Please repeat the lines below, exactly and only, from the one that holds "positive clicks: (195, 759)" through the one that holds "positive clicks: (645, 966) (716, 959)".
====== INFORMATION GIVEN ======
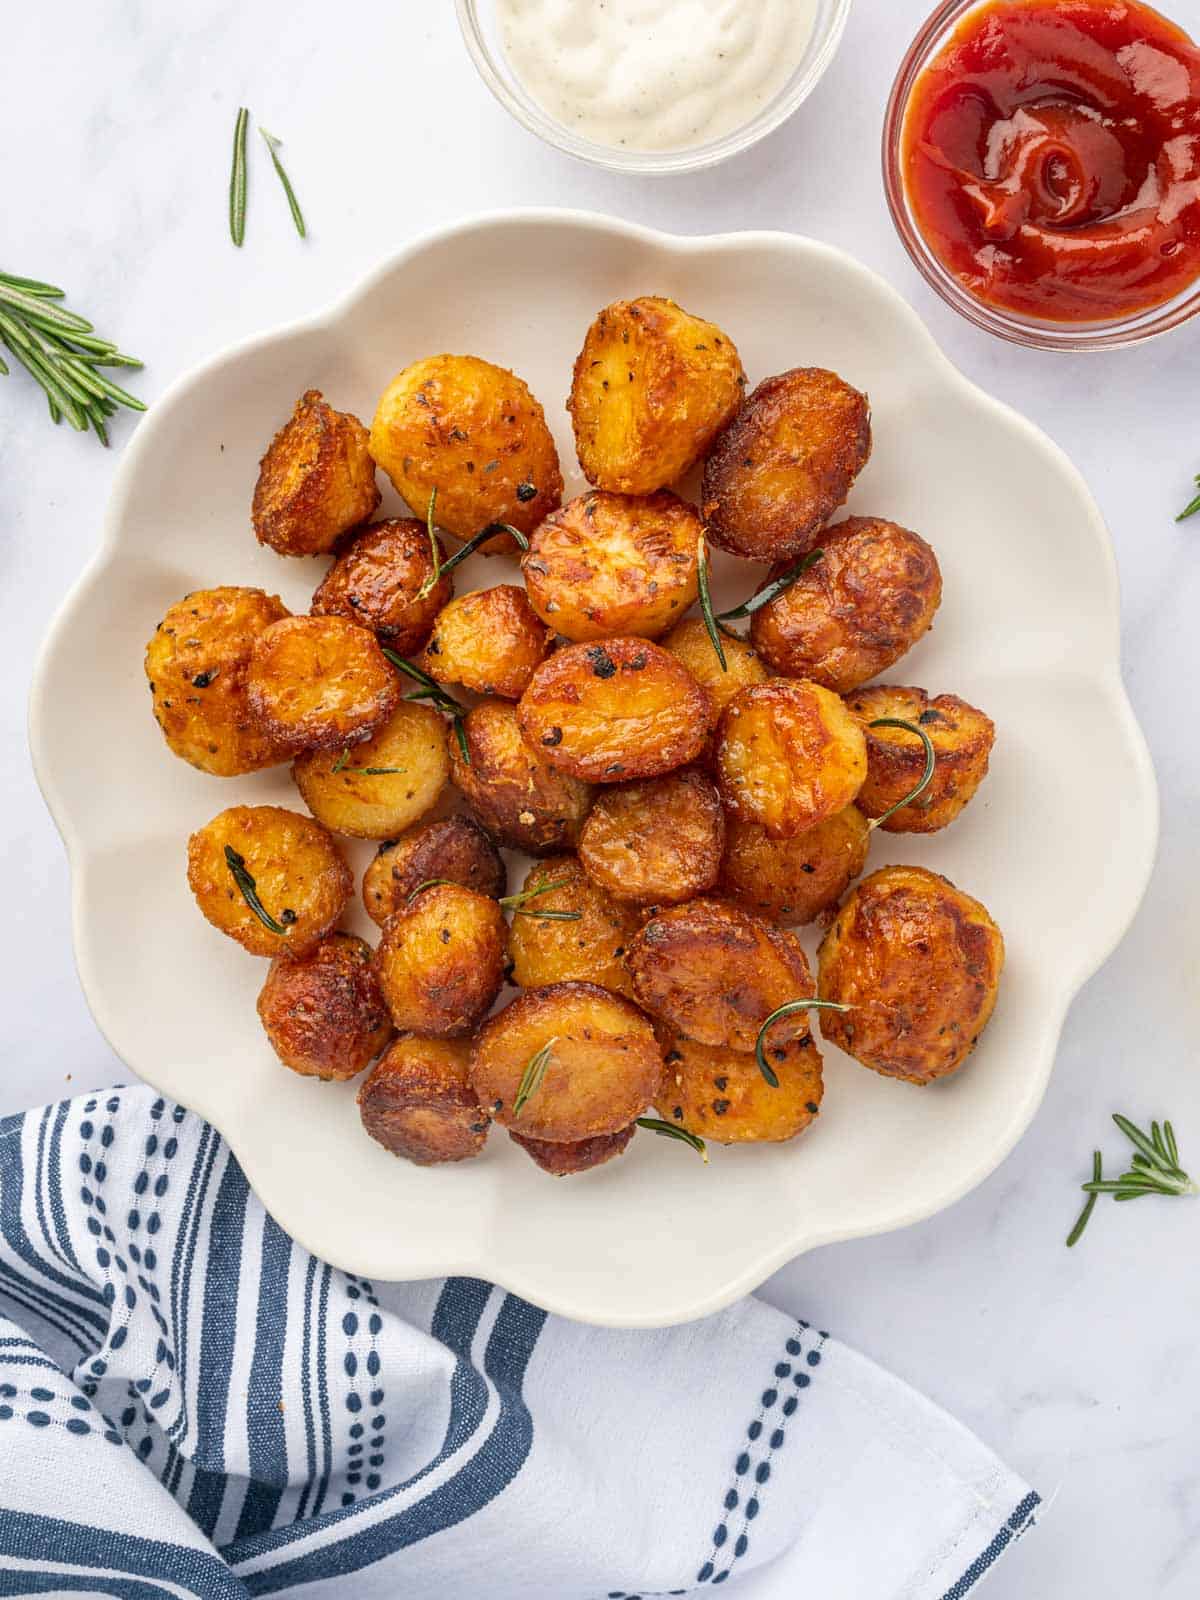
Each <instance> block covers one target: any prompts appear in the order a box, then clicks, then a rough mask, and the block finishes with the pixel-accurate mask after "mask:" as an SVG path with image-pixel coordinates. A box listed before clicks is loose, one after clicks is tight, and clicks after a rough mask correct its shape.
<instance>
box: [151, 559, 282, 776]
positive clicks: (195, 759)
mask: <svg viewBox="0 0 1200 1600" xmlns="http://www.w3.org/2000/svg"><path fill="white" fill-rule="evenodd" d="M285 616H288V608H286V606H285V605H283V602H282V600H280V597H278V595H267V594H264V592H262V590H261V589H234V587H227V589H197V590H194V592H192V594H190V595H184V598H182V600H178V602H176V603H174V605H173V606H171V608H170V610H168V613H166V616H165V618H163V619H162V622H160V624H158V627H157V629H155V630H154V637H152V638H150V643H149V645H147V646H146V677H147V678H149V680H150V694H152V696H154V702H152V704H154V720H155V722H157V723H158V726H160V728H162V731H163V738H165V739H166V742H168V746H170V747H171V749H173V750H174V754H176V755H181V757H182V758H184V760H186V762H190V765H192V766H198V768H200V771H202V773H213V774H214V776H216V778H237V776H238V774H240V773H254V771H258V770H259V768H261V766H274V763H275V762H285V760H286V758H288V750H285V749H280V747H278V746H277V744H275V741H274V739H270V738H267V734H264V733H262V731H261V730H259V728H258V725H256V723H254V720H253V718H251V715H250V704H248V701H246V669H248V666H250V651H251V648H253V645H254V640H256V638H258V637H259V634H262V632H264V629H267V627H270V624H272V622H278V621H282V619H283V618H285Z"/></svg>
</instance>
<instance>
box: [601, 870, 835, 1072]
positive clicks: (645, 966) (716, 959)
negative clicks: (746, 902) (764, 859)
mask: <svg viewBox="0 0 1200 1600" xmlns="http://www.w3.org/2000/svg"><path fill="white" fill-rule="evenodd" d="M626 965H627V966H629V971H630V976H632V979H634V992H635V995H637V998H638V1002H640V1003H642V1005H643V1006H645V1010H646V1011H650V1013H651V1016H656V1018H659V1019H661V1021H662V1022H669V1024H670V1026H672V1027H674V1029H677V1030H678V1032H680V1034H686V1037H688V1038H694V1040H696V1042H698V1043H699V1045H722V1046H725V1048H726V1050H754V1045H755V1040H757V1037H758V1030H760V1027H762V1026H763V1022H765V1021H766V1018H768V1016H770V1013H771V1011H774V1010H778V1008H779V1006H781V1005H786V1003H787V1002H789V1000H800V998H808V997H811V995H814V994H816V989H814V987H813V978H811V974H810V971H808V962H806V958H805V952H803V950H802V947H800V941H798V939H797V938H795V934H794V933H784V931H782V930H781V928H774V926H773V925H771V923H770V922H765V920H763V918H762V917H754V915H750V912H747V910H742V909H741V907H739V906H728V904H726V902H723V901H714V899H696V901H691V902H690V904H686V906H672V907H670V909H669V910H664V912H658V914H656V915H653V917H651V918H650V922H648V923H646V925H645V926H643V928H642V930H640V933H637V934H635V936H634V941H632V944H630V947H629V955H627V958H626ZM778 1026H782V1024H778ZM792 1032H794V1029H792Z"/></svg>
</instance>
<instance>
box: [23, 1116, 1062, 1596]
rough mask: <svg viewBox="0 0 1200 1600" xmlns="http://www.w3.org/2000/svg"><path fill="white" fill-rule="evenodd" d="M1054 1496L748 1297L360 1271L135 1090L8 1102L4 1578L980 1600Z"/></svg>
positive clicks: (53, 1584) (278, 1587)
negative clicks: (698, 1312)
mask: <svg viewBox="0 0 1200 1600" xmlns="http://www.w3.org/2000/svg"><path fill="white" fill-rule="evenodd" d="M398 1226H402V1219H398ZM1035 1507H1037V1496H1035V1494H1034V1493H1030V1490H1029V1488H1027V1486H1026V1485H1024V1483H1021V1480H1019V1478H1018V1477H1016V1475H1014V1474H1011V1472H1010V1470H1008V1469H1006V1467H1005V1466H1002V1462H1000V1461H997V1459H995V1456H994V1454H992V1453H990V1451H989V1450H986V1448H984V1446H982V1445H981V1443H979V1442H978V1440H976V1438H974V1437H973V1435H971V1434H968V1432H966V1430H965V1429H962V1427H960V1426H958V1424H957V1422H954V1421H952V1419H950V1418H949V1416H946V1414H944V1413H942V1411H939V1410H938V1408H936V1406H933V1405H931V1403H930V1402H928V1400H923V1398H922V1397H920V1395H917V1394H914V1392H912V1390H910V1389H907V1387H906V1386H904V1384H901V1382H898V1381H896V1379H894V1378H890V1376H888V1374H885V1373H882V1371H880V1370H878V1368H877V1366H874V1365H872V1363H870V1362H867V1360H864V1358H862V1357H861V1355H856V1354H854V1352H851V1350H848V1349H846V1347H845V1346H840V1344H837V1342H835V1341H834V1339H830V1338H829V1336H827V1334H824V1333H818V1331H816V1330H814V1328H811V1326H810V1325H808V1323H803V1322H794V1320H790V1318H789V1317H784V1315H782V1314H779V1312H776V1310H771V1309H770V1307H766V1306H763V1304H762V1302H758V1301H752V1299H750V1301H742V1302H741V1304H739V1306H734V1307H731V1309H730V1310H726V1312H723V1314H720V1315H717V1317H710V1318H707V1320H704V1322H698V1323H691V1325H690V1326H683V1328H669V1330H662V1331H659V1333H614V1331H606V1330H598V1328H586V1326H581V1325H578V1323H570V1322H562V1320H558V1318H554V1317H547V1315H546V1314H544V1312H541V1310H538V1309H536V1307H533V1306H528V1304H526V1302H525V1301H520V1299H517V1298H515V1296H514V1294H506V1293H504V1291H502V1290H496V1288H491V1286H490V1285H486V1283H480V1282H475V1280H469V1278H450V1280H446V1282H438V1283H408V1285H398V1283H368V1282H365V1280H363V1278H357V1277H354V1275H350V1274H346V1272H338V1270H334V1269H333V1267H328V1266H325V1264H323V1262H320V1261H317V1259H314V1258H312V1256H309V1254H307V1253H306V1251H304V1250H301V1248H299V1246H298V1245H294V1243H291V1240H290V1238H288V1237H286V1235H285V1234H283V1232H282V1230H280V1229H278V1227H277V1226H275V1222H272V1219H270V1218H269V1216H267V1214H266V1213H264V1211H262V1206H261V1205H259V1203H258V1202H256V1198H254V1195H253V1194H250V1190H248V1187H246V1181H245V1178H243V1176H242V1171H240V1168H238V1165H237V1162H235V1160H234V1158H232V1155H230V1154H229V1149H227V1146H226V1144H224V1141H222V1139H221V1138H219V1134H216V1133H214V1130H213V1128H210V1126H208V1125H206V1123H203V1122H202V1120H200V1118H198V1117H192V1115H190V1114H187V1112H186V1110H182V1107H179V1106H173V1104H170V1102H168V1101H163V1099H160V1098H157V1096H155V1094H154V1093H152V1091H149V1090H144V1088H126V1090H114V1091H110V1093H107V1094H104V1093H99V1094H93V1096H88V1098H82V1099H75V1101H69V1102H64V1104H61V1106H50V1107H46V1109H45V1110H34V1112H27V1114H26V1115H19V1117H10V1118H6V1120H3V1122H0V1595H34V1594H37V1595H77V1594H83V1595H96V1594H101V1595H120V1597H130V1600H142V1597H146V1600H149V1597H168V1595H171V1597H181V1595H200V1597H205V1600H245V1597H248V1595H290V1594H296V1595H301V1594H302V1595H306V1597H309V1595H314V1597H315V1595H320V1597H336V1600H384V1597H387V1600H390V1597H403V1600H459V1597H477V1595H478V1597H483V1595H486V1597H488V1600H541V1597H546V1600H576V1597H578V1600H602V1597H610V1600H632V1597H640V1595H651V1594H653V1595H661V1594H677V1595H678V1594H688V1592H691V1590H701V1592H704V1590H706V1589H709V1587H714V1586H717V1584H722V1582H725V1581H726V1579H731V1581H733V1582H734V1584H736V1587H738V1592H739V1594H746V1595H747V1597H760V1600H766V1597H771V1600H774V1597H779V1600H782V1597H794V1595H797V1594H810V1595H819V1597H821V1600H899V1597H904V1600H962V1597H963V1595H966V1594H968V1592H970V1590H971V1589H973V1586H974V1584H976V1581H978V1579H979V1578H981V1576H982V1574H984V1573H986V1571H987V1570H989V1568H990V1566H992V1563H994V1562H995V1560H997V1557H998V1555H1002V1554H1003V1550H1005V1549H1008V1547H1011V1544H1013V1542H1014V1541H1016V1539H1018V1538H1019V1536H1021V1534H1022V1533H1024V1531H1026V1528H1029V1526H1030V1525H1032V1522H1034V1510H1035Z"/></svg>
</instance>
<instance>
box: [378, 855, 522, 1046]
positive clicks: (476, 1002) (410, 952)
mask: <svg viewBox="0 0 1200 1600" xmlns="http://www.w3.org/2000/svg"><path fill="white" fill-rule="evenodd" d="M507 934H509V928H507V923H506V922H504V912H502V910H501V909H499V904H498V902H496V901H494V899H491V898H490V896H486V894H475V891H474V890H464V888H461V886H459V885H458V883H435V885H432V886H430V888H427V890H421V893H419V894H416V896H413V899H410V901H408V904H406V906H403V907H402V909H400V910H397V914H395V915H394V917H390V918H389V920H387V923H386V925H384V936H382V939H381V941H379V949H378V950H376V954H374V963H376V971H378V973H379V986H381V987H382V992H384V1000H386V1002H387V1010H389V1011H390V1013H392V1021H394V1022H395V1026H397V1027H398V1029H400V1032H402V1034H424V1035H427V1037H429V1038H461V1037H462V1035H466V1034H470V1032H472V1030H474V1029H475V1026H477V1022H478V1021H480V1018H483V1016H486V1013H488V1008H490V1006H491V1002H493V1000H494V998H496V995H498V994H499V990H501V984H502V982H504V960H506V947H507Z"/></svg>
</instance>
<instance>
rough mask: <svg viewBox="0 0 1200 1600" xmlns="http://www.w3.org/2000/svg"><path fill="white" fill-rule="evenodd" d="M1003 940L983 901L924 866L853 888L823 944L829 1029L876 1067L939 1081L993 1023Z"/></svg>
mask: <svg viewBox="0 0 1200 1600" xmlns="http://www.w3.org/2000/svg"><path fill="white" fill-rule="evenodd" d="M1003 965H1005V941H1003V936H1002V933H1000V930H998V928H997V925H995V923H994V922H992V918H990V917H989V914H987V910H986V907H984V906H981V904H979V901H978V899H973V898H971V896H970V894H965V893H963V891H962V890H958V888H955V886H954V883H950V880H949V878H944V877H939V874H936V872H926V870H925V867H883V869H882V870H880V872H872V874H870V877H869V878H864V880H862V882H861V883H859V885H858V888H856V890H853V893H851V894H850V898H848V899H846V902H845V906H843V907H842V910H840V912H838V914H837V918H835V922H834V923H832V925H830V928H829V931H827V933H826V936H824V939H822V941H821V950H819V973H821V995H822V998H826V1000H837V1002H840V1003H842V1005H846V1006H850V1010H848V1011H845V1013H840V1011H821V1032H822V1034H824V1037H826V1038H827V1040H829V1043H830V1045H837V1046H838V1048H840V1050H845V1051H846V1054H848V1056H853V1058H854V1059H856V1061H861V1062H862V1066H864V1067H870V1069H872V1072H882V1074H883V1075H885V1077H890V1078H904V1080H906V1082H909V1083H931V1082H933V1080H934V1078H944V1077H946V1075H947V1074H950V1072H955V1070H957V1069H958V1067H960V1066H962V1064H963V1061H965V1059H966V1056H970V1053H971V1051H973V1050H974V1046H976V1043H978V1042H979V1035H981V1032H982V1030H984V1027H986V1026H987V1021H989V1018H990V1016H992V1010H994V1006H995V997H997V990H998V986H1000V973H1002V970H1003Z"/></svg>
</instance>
======
EXERCISE RESPONSE:
positive clicks: (195, 759)
mask: <svg viewBox="0 0 1200 1600" xmlns="http://www.w3.org/2000/svg"><path fill="white" fill-rule="evenodd" d="M285 616H288V608H286V606H285V605H283V602H282V600H280V597H278V595H267V594H264V592H262V590H261V589H234V587H227V589H197V590H194V592H192V594H190V595H184V598H182V600H178V602H176V603H174V605H173V606H171V608H170V610H168V613H166V616H165V618H163V619H162V622H160V624H158V627H157V629H155V630H154V637H152V638H150V643H149V645H147V646H146V677H147V678H149V680H150V694H152V696H154V702H152V704H154V720H155V722H157V723H158V726H160V728H162V731H163V738H165V739H166V742H168V746H170V747H171V749H173V750H174V754H176V755H181V757H182V758H184V760H186V762H190V765H192V766H198V768H200V771H202V773H213V774H214V776H216V778H237V776H238V774H240V773H254V771H258V770H259V768H261V766H274V763H275V762H285V760H286V758H288V750H285V749H280V747H278V746H277V744H275V741H274V739H270V738H267V734H264V733H262V731H261V730H259V728H258V725H256V723H254V720H253V718H251V715H250V704H248V701H246V669H248V666H250V651H251V648H253V645H254V640H256V638H258V637H259V634H262V632H264V629H267V627H270V624H272V622H278V621H282V619H283V618H285Z"/></svg>
</instance>
<instance>
box: [601, 870, 835, 1072]
positive clicks: (645, 966) (716, 959)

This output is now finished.